Por Alina Marrero
Para Fundación Nacional para la Cultura Popular
Si fuéramos a resumir la calidad de la obra Ermelinda del dramaturgo puertorriqueño Angel Amaro y el montaje que vimos el pasado sábado, lo haríamos con la palabra sinceridad.
Conocemos el teatro de Angel Amaro desde los últimos dos años en la década de 1970. Estuvimos en el estreno de su

obra, “El Gólgota de Hierro”, en el Ateneo Puertorriqueño, en 1978. Desde esos momentos supimos que el autor estaba comprometido con las realidades en su entorno social y los efectos de las mismas en sus personajes.
Después, surgió su personaje Pelusín, y con éste llegaron unas cuentas propuestas de teatro infantil. Desde “El Gólgota de Hierro”, Angel Amaro, quien pertenece a la generación dramatúrgica de la década de 1980, la Nueva Dramaturgía Puertorriqueña, ha estado activo en las distintas facetas del teatro, como maestro, director, actor, escritor y dramaturgo, y hemos seguido su trabajo.
Cuando fuimos a ver la reposición de su obra “Ermelinda”, como parte del XXXVII Festival de teatro del Ateneo Puertorriqueño, dedicado a Eduardo Bobrén Bisbal, teníamos la curiosidad de verla a la distancia de la época en la cual fue escrita, por la vigencia que entonces tenía. Aunque algunas cosas han cambiado, como la cantidad de chicas que deseaban ser, específicamente, vedettes y el desahucio a los invasores de terreno era noticia diaria de primera plana, las chicas siguen deseando la fama y sensualidad de la vedette, y tenemos más ciudadanos que entonces sin hogar en las calles. No obstante, el eje de la obra gira en torno al desempleo de la clase artística. Este problema ha mantenido una línea ascendente desde el momento que “Ermelinda” estrenó. Entonces la obra, escrita entre 1978 y 1979, estrenada en 1980 y repuesta en 1990, tiene una vigencia sorprendente.
Ermelinda y su madre viven en un condominio en Miramar. Cerca del condominio, de cara a la bahía, hay un solar vacío. Las dos mujeres invaden el solar, no para vivir en él, sino para trabajar, y montan un negocio donde venden piñas coladas, mazorcas de maíz y carnes al pincho. Como atractivo, se les ocurre crear un espectáculo para la inauguración. Ermelinda imitará a las actrices que ve en la novela, y su madre será la Reina de la Mazorca de Maíz. La madre de Ermelinda fue una actriz muy conocida en el pasado cercano y su hija, quien aparentemente heredó su talento, sueña con ser actriz. Ese trasfondo hace que la situación de estas dos mujeres sea una, deplorablemente

decadente. Las situaciones, o escenas, están construidas en distintos juegos donde las actrices interpretan distintos personajes. Entre los mismos, una vecina del condominio, un policía y un periodista. Con una línea de reminiscencia que atraviesa por el teatro de Harold Pinter hasta llegar a los maestros que formaron su generación, Amaro pasea a estas dos mujeres entre lo que fue y lo que hubieran deseado que fuera, lo que es y lo que desean que sea, lo que podría ser y lo que ellas desean que sea, en un ambiente enfrentado por una desgarradora realidad.

══════════

Problema breve 1: Según la reseña sobre «Ermelinda», ¿qué venden Ermelinda y su madre en el negocio que montan en el solar?
Problema breve 2: Prosigue la reseña sobre «Ermelinda» a partir de su última oración.

(Registros de un conjunto de datos)
══════════

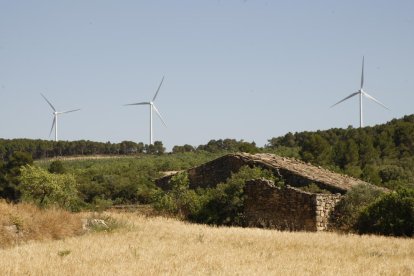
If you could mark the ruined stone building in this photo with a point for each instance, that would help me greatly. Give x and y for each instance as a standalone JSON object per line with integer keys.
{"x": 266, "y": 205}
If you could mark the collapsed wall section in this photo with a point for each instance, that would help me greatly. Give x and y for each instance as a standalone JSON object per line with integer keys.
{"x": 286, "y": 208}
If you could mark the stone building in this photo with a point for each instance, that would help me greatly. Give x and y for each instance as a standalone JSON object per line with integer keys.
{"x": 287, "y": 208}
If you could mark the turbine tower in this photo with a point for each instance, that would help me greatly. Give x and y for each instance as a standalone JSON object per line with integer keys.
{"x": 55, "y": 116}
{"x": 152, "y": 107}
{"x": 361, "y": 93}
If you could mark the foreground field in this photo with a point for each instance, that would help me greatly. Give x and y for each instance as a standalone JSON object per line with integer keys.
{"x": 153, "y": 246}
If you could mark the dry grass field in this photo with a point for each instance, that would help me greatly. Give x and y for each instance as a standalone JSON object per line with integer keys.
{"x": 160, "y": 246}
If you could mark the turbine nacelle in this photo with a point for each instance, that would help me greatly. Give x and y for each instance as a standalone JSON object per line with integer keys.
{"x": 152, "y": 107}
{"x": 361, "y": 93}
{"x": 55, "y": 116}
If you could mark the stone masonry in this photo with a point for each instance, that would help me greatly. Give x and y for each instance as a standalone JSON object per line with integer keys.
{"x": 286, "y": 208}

══════════

Respuesta 1: Venden piñas coladas, mazorcas de maíz y carnes al pincho.

Respuesta 2:
Conforme un comunicado de prensa, “el autor presenta su obra como una pecaminosa anticomedia; todo aquello que no nos gusta y que otros hacen puede parecernos pecado; bajo esta visión, el mundo del ambiente artístico y la sociedad queda al desnudo”.
Entendemos que la verdad de Ermelinda posee más profundidad. En muy raras ocasiones una obra de teatro logra estremecer el corazón del espectador con un final tan directo y pletóricamente sincero.
Amaro dirigió su pieza con mucha maestría. Por supuesto, la conoce, pero no todo dramaturgo es director. Este autor es un director muy bueno. Su tráfico escénico es preciso y su estética despliega creatividad sincera. La colocación de cabezotes como público en el escenario casi al final del segundo acto, impactó como golpe certero, tanto como el final. Desgarrador comentario (muy honesto) por la ausencia del público verdadero en muchas de nuestras salas de teatro. Podría, tal vez, trabajar un poco más los silencios y reacciones de los actores en momentos de alta emotividad.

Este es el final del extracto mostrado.